- [EXCERPT TO READ]
━━━━━━━━━━━━━━━━━━━━━━━━━━━━━━

UOA11-06: Validation of Embedded Systems with Bit-Accurate Floating Point
Submitting Institution
University of OxfordUnit of Assessment
Computer Science and InformaticsSummary Impact Type
TechnologicalResearch Subject Area(s)
Mathematical Sciences: Statistics
Information and Computing Sciences: Computation Theory and Mathematics, Computer Software
Summary of the impact
Embedded software in the transportation sector (railway, automotive and
avionics) needs to meet
high reliability requirements because errors may have severe consequences.
Research since 2008
in the UoA has developed effective reasoning technology to provide
assurance that key error types
are eliminated from embedded software, and has created novel algorithms to
prove its integrity.
Major players such as [text removed for publication] GM and Airbus have
used technology
developed in the UoA to verify the absence of errors. A particular
advantage of this technology is
its ability to reason about floating-point arithmetic, meaning that a much
wider class of properties
can be verified. The technology is widely distributed via third party
operating systems and tool-sets.
Underpinning research
Floating-point arithmetic, the computer realisation of scientific
notation, is essential for many
embedded and safety-critical systems in transportation industries,
including the automotive and
avionics industries, where inaccuracies in floating-point calculations can
cause subtle changes of
the control flow, potentially leading to disastrous errors.
Safety-critical embedded software
frequently relies on the industry standard for floating-point computation,
IEEE 754, typically at
single (32 bit) or double (64 bit) precision. However, the existing
software technology for validating
this type of arithmetic is not precise enough, and can result in
inaccurate verification [5].
IEEE 754 represents numbers in the form ±2e ×1.d1..dm
where dn are binary digits 0 or 1 and where
m and the range of e are larger for double as opposed to single precision.
There are special forms
for representing 0 and numbers extremely close to 0.
The starting point for this research was a request from an industrial
user who wanted to improve
assurance of embedded safety-critical software. Professor Daniel Kroening,
based since 2008 at
the Department of Computer Science at the University of Oxford,
immediately realised that the
challenge was to develop bit-precise reasoning for IEEE floating-point
arithmetic. Research that
was subsequently led by Kroening, and involved colleagues in the UoA and
ETH Zurich, was
presented at FMCAD 2009, and described a simple and general, yet powerful,
framework for
building abstractions from formulas [1]. The framework was implemented as
a bit-accurate, sound
and complete decision procedure for IEEE-compliant binary floating-point
arithmetic. The
procedure, known as mixed abstractions, benefited in practice from its
ability to flexibly harness
both over- and under-approximations, and demonstrated the potency of the
procedure for the
formal analysis of floating-point software. This new approach enables the
most accurate
calculations and reasoning in order to achieve the highest possible
precision, which in turn delivers
enhanced reliability of embedded software in the transportation sector.

━━━━━━━━━━━━━━━━━━━━━━━━━━━━━━

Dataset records
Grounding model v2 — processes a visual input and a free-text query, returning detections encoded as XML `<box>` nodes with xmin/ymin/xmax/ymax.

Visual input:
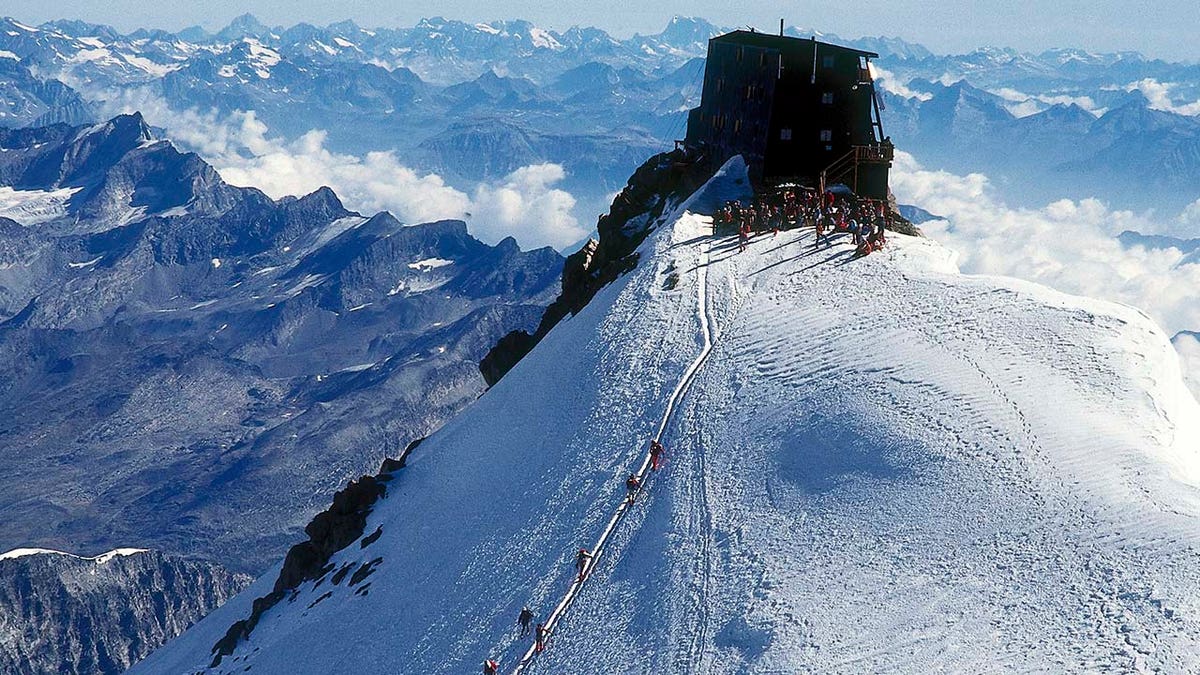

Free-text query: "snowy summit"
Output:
<box><xmin>133</xmin><ymin>159</ymin><xmax>1200</xmax><ymax>675</ymax></box>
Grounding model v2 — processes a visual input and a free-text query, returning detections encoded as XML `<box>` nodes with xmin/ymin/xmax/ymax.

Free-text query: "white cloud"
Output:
<box><xmin>990</xmin><ymin>86</ymin><xmax>1106</xmax><ymax>118</ymax></box>
<box><xmin>871</xmin><ymin>61</ymin><xmax>934</xmax><ymax>101</ymax></box>
<box><xmin>892</xmin><ymin>153</ymin><xmax>1200</xmax><ymax>384</ymax></box>
<box><xmin>1104</xmin><ymin>77</ymin><xmax>1200</xmax><ymax>117</ymax></box>
<box><xmin>96</xmin><ymin>90</ymin><xmax>587</xmax><ymax>247</ymax></box>
<box><xmin>473</xmin><ymin>163</ymin><xmax>587</xmax><ymax>247</ymax></box>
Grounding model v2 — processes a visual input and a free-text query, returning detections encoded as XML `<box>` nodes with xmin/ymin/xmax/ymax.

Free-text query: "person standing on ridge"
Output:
<box><xmin>575</xmin><ymin>549</ymin><xmax>594</xmax><ymax>583</ymax></box>
<box><xmin>625</xmin><ymin>473</ymin><xmax>642</xmax><ymax>504</ymax></box>
<box><xmin>650</xmin><ymin>440</ymin><xmax>667</xmax><ymax>471</ymax></box>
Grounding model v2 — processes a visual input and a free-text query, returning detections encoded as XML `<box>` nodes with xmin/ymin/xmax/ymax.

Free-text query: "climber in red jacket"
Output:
<box><xmin>575</xmin><ymin>549</ymin><xmax>595</xmax><ymax>581</ymax></box>
<box><xmin>650</xmin><ymin>441</ymin><xmax>667</xmax><ymax>471</ymax></box>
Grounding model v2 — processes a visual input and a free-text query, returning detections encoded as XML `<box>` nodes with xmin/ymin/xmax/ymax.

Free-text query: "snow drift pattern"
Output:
<box><xmin>134</xmin><ymin>170</ymin><xmax>1200</xmax><ymax>674</ymax></box>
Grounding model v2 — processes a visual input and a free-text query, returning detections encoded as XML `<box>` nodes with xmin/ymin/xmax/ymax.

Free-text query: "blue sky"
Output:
<box><xmin>7</xmin><ymin>0</ymin><xmax>1200</xmax><ymax>61</ymax></box>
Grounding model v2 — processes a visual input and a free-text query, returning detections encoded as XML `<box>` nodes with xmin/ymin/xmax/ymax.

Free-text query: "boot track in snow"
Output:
<box><xmin>512</xmin><ymin>241</ymin><xmax>713</xmax><ymax>675</ymax></box>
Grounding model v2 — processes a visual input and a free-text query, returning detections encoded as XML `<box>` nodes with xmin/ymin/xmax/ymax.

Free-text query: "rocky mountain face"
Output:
<box><xmin>0</xmin><ymin>549</ymin><xmax>250</xmax><ymax>675</ymax></box>
<box><xmin>0</xmin><ymin>115</ymin><xmax>563</xmax><ymax>573</ymax></box>
<box><xmin>0</xmin><ymin>52</ymin><xmax>94</xmax><ymax>126</ymax></box>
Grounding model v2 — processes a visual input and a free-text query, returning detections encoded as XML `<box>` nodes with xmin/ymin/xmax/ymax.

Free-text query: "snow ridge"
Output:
<box><xmin>512</xmin><ymin>243</ymin><xmax>713</xmax><ymax>675</ymax></box>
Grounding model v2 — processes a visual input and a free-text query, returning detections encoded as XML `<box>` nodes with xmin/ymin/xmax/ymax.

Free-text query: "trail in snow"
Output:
<box><xmin>134</xmin><ymin>164</ymin><xmax>1200</xmax><ymax>675</ymax></box>
<box><xmin>512</xmin><ymin>243</ymin><xmax>713</xmax><ymax>675</ymax></box>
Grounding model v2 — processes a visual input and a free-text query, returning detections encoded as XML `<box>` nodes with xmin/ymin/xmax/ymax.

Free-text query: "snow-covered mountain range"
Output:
<box><xmin>133</xmin><ymin>156</ymin><xmax>1200</xmax><ymax>673</ymax></box>
<box><xmin>0</xmin><ymin>549</ymin><xmax>250</xmax><ymax>675</ymax></box>
<box><xmin>0</xmin><ymin>16</ymin><xmax>1200</xmax><ymax>222</ymax></box>
<box><xmin>0</xmin><ymin>115</ymin><xmax>563</xmax><ymax>573</ymax></box>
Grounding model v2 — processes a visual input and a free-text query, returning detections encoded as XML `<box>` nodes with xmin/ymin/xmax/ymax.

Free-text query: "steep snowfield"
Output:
<box><xmin>134</xmin><ymin>176</ymin><xmax>1200</xmax><ymax>674</ymax></box>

━━━━━━━━━━━━━━━━━━━━━━━━━━━━━━

Transcribe the floating-point verification case study from "IEEE 754 represents" to "close to 0.".

- [WRITTEN ANSWER]
IEEE 754 represents numbers in the form ±2e ×1.d1..dm
where dn are binary digits 0 or 1 and where
m and the range of e are larger for double as opposed to single precision.
There are special forms
for representing 0 and numbers extremely close to 0.